● DATASET EXTRACT:
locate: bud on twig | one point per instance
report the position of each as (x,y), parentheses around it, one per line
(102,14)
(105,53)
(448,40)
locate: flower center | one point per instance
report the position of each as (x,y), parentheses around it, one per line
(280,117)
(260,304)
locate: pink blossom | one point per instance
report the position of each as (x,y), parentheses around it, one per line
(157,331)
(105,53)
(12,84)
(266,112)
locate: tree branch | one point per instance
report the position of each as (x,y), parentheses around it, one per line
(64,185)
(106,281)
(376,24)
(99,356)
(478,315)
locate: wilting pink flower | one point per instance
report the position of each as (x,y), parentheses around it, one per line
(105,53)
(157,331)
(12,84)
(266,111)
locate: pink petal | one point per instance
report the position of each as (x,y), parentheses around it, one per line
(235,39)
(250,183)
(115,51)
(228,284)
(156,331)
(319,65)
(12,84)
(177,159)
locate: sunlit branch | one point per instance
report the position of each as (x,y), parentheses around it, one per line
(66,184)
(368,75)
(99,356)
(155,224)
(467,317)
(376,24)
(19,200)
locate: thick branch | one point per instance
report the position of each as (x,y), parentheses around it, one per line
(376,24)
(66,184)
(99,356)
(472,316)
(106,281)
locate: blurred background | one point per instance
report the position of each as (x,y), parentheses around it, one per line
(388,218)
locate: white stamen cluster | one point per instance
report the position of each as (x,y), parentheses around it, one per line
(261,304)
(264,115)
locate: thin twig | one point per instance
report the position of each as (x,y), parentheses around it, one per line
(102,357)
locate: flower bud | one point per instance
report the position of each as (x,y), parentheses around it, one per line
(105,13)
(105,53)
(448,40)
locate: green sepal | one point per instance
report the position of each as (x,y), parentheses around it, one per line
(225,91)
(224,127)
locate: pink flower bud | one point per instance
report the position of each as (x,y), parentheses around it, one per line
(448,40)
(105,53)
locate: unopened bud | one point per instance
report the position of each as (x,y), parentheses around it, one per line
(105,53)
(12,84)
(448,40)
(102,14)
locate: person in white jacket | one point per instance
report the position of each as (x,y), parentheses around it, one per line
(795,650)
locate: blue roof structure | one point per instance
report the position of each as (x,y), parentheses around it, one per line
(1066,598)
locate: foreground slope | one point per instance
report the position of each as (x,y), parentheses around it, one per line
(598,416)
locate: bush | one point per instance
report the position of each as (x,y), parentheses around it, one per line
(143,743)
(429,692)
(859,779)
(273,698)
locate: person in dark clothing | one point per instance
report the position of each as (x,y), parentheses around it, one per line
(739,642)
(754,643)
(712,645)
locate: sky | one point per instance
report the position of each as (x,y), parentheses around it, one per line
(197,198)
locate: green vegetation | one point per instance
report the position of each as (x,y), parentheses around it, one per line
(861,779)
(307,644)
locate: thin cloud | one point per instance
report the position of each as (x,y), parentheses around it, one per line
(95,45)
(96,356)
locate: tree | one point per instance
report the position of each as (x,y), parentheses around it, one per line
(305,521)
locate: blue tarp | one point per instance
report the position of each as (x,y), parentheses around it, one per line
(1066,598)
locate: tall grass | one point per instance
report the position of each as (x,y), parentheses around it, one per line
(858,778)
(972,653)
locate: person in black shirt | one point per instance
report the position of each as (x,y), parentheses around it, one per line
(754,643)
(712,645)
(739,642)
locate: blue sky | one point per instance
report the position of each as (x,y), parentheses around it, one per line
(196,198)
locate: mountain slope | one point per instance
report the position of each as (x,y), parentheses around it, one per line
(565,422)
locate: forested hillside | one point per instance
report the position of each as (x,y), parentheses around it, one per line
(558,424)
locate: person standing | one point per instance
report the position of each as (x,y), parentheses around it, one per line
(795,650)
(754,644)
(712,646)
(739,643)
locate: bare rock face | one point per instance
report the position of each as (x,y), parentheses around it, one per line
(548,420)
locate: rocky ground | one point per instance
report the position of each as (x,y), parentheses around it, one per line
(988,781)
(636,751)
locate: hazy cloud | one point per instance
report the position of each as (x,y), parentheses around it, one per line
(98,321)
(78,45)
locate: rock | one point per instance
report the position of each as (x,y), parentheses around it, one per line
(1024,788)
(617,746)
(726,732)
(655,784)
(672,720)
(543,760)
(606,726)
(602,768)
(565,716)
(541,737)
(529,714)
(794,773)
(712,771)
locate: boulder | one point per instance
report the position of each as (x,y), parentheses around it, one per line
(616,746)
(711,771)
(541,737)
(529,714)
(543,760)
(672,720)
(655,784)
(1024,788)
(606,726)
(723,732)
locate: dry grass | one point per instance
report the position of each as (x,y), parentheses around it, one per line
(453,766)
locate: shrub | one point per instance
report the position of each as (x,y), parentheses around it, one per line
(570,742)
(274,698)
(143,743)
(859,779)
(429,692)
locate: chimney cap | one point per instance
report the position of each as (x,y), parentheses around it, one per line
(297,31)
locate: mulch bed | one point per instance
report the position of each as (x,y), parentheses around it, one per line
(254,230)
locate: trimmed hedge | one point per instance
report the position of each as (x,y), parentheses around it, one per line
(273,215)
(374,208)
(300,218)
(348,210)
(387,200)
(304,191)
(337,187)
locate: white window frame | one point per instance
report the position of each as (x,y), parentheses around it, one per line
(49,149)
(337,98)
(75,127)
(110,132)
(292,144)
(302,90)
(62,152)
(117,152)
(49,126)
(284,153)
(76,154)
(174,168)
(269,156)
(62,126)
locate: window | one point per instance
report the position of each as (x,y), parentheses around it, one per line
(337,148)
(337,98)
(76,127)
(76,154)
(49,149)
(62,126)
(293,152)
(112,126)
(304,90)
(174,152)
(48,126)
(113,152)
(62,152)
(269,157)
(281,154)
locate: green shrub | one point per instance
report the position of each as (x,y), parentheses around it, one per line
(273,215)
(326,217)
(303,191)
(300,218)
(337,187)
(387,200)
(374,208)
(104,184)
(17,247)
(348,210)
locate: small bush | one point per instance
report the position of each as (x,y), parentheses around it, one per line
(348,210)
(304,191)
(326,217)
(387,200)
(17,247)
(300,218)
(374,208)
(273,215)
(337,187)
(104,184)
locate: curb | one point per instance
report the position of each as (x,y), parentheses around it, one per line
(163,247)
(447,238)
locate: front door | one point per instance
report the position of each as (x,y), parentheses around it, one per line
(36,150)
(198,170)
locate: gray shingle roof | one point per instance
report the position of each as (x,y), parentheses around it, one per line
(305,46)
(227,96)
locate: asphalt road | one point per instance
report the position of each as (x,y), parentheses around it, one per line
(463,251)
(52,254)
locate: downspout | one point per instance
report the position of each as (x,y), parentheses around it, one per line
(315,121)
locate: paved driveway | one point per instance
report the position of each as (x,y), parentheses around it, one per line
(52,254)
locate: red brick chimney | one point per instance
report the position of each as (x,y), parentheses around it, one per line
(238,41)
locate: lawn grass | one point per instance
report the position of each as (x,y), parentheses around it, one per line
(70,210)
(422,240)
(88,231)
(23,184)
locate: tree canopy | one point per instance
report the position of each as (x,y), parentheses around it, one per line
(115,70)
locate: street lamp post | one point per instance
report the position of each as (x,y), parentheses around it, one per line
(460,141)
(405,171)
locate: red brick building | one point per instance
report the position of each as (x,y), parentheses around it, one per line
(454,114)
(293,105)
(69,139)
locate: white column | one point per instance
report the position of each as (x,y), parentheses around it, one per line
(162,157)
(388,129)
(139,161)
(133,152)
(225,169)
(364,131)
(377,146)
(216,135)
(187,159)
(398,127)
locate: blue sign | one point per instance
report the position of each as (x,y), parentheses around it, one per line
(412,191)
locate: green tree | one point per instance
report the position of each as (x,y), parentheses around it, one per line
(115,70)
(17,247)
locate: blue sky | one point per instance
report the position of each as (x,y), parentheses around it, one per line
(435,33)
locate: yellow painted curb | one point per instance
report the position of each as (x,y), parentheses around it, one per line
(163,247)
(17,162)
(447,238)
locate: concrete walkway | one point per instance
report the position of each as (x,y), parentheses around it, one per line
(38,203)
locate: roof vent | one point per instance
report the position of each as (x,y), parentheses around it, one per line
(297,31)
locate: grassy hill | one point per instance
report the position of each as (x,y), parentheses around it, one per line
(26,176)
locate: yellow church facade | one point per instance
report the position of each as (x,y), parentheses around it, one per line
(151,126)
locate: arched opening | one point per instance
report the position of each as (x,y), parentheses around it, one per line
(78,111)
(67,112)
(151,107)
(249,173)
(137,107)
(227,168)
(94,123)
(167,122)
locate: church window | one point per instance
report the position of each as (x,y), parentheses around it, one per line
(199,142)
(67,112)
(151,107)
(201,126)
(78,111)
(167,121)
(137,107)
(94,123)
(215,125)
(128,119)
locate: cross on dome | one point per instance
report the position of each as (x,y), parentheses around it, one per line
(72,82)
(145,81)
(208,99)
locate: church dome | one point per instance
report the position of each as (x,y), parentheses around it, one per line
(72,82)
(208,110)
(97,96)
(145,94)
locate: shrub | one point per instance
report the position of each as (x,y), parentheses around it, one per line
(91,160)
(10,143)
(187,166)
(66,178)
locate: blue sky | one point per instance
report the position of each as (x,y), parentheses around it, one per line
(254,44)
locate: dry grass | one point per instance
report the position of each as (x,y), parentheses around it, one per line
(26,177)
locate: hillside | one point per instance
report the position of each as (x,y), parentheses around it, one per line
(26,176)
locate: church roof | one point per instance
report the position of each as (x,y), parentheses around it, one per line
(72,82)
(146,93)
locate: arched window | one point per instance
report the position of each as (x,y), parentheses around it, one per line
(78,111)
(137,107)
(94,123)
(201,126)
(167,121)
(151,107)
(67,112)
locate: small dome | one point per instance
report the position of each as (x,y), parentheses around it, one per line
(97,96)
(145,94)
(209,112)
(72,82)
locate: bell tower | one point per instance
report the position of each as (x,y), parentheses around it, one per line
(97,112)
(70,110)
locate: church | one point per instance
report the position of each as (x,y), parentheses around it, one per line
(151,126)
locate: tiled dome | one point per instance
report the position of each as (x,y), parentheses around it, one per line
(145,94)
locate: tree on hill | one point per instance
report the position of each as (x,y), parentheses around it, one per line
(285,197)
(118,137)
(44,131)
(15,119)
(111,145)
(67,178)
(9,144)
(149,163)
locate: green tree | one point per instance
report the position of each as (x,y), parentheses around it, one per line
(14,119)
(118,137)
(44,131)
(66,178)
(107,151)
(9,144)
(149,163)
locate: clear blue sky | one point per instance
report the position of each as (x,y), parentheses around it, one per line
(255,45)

● PROMPT:
Reproduce the rows above verbatim, from the line with "locate: small dome | one point per instance" through the last line of the rows, both ends included.

● THE ANSWER:
locate: small dome | one point per instance
report the position of each as (x,y), parentheses around it, one per line
(97,96)
(145,94)
(209,112)
(72,82)
locate: bell tower | one point per instance
report the position of each as (x,y), parentheses around it, one per line
(97,112)
(70,110)
locate: church | one point per instance
report the position of each as (x,y), parentheses around it, one per line
(151,126)
locate: tiled dome | one point per instance
report the position of each as (x,y), parentheses around it, one per line
(145,94)
locate: tree on hill | one point per instance
report the position of each as (x,y), parentheses around it, one per line
(285,197)
(118,137)
(44,131)
(15,119)
(111,145)
(67,178)
(9,144)
(149,163)
locate: green tree | one point per instance
report the position of each as (x,y), parentheses around it, one per line
(14,119)
(118,137)
(44,131)
(66,178)
(107,151)
(9,144)
(149,163)
locate: clear blue sky | one point per instance
report the position of each as (x,y), parentheses around it, one per line
(255,45)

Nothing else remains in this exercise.